* **THINGS TO DO**
[A] Set down the part of the email thread that opens with the words containing "You've described the" and closes with "I've defined clearly.".
[B] In the email thread, what is the single neologism Edgar L. Owen says he has used?
[C] Continue the email thread about Edgar L. Owen's theory from where it stops.

* **PAGE EXTRACT**
■ ■ ■ ■ ■ ■ ■
You've described the conclusions you've come to in theory, but not what you
are assuming at the start. So what are those minimal assumptions you took
as true at the start which led to your other deductions?
On Mon, Jan 13, 2014 at 8:23 PM, Edgar L. Owen <edgaro...@att.net> wrote:
> I've already presented a good part of my theory repeatedly in considerable
> detail giving good logical arguments. The only 'jargon' I've used is the
> single neologism 'ontological energy' which I've defined clearly.
> I can't help it if reality is a difficult subject. What frustrates me is
> not the disagreements which are to be expected but disagreements based on
> misunderstanding of what I've stated quite clearly and people thinking I've
> said the exact opposite. That is most certainly not a problem with the
> explanations but with the reading....
> On Monday, January 13, 2014 9:13:05 PM UTC-5, Jason wrote:
>> On Mon, Jan 13, 2014 at 5:42 PM, Edgar L. Owen <edga...@att.net> wrote:
>>> Sigh.... Now we have several people complaining because I haven't
>>> offered a 'formal theory'.
■ ■ ■ ■ ■ ■ ■
[Object detection data]
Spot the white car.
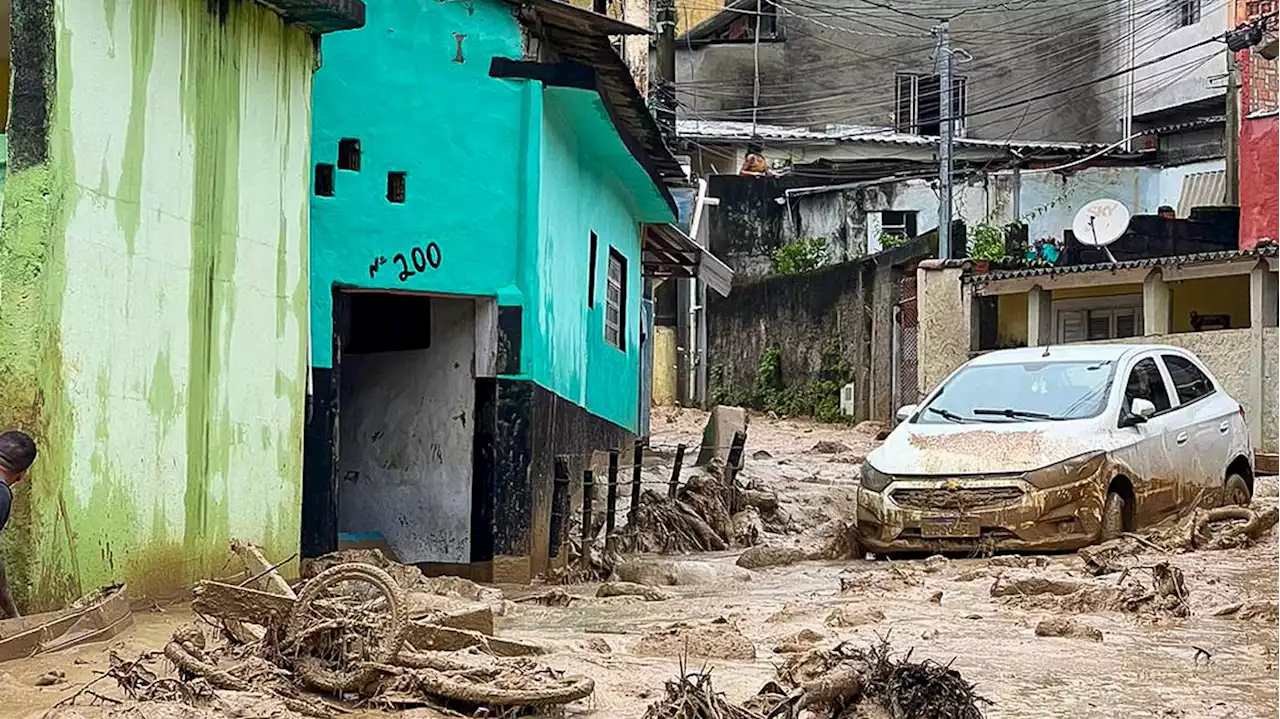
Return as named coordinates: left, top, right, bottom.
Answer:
left=858, top=344, right=1253, bottom=554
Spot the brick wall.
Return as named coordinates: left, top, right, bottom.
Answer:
left=1239, top=0, right=1280, bottom=115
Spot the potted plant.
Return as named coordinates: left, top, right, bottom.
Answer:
left=969, top=223, right=1005, bottom=275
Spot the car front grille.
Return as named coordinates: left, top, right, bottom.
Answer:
left=892, top=487, right=1023, bottom=512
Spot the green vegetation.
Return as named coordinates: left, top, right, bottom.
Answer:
left=878, top=232, right=906, bottom=251
left=773, top=237, right=827, bottom=275
left=709, top=334, right=854, bottom=422
left=969, top=223, right=1005, bottom=261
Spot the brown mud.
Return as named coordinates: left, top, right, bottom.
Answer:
left=0, top=412, right=1280, bottom=719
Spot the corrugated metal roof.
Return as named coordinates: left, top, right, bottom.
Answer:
left=963, top=244, right=1280, bottom=283
left=676, top=120, right=1105, bottom=152
left=1178, top=170, right=1226, bottom=217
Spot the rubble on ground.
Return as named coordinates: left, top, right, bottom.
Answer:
left=644, top=668, right=760, bottom=719
left=773, top=629, right=827, bottom=654
left=1212, top=601, right=1280, bottom=624
left=1036, top=617, right=1102, bottom=642
left=614, top=557, right=751, bottom=587
left=53, top=539, right=594, bottom=718
left=989, top=562, right=1190, bottom=618
left=748, top=640, right=984, bottom=719
left=737, top=544, right=808, bottom=569
left=827, top=605, right=884, bottom=628
left=632, top=619, right=755, bottom=661
left=1079, top=505, right=1280, bottom=576
left=595, top=582, right=676, bottom=601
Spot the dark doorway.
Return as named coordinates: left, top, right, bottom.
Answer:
left=302, top=292, right=476, bottom=565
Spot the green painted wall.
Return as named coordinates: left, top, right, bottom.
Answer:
left=529, top=90, right=641, bottom=431
left=311, top=0, right=673, bottom=430
left=0, top=0, right=314, bottom=610
left=311, top=0, right=525, bottom=367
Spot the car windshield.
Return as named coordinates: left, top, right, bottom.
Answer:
left=915, top=361, right=1115, bottom=425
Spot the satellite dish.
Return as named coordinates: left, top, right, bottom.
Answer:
left=1071, top=200, right=1129, bottom=262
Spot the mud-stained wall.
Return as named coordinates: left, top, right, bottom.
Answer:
left=676, top=0, right=1121, bottom=142
left=707, top=243, right=931, bottom=420
left=915, top=261, right=973, bottom=398
left=0, top=0, right=314, bottom=612
left=338, top=298, right=476, bottom=564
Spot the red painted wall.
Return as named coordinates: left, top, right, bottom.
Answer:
left=1233, top=0, right=1280, bottom=249
left=1240, top=115, right=1280, bottom=249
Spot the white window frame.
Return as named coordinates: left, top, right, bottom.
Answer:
left=893, top=72, right=969, bottom=137
left=604, top=247, right=627, bottom=352
left=1174, top=0, right=1204, bottom=28
left=1053, top=294, right=1143, bottom=344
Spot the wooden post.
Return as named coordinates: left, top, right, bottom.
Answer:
left=627, top=440, right=644, bottom=519
left=724, top=430, right=746, bottom=517
left=604, top=449, right=618, bottom=537
left=548, top=457, right=568, bottom=557
left=582, top=470, right=595, bottom=572
left=667, top=444, right=685, bottom=499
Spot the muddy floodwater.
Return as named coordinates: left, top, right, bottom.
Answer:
left=0, top=406, right=1280, bottom=719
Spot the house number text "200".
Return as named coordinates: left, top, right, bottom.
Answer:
left=369, top=242, right=440, bottom=281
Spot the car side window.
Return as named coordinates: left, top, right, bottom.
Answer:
left=1162, top=354, right=1213, bottom=404
left=1124, top=357, right=1172, bottom=412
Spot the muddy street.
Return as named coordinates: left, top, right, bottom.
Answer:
left=0, top=412, right=1280, bottom=719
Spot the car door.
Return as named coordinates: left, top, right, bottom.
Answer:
left=1112, top=352, right=1178, bottom=525
left=1160, top=352, right=1239, bottom=507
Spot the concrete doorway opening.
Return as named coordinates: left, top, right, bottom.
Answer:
left=335, top=292, right=476, bottom=576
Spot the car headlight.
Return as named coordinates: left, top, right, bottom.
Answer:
left=863, top=462, right=893, bottom=491
left=1023, top=452, right=1106, bottom=489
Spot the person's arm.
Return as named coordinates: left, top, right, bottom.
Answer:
left=0, top=560, right=22, bottom=619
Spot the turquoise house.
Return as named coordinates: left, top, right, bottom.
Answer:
left=302, top=0, right=710, bottom=581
■ ■ ■ ■ ■ ■ ■
* **ANSWERS FOR THE TASKS**
[A]
You've described the conclusions you've come to in theory, but not what you
are assuming at the start. So what are those minimal assumptions you took
as true at the start which led to your other deductions?
On Mon, Jan 13, 2014 at 8:23 PM, Edgar L. Owen <edgaro...@att.net> wrote:
> I've already presented a good part of my theory repeatedly in considerable
> detail giving good logical arguments. The only 'jargon' I've used is the
> single neologism 'ontological energy' which I've defined clearly.

[B] 'Ontological energy'

[C]
>> A first (and great) step would be just to explain in clear normal
>> language (no jargon) what you assume, and what you derive from those
>> assumptions. You don't have to give us a bunch of equations.
>>> However not a single one of the complainers has themselves offered a
>>> formal theory even though they are continually offering theories of their
>>> own, none of which are formalized. Is that fair?
>>> The only person on this group who has a formal theory that I'm aware of
>>> is Bruno. No one else? You don't have one of your own but you are
>>> criticizing me because I don't have one?
>>> What you guys don't seem to understand is that whether a theory
>>> accurately describes reality or not is a much more important criterion than
>>> whether that theory is formalized or not. Physics described reality quite
>>> accurately for years before it reached its current degree of formalization
>>> and that's why it was accepted.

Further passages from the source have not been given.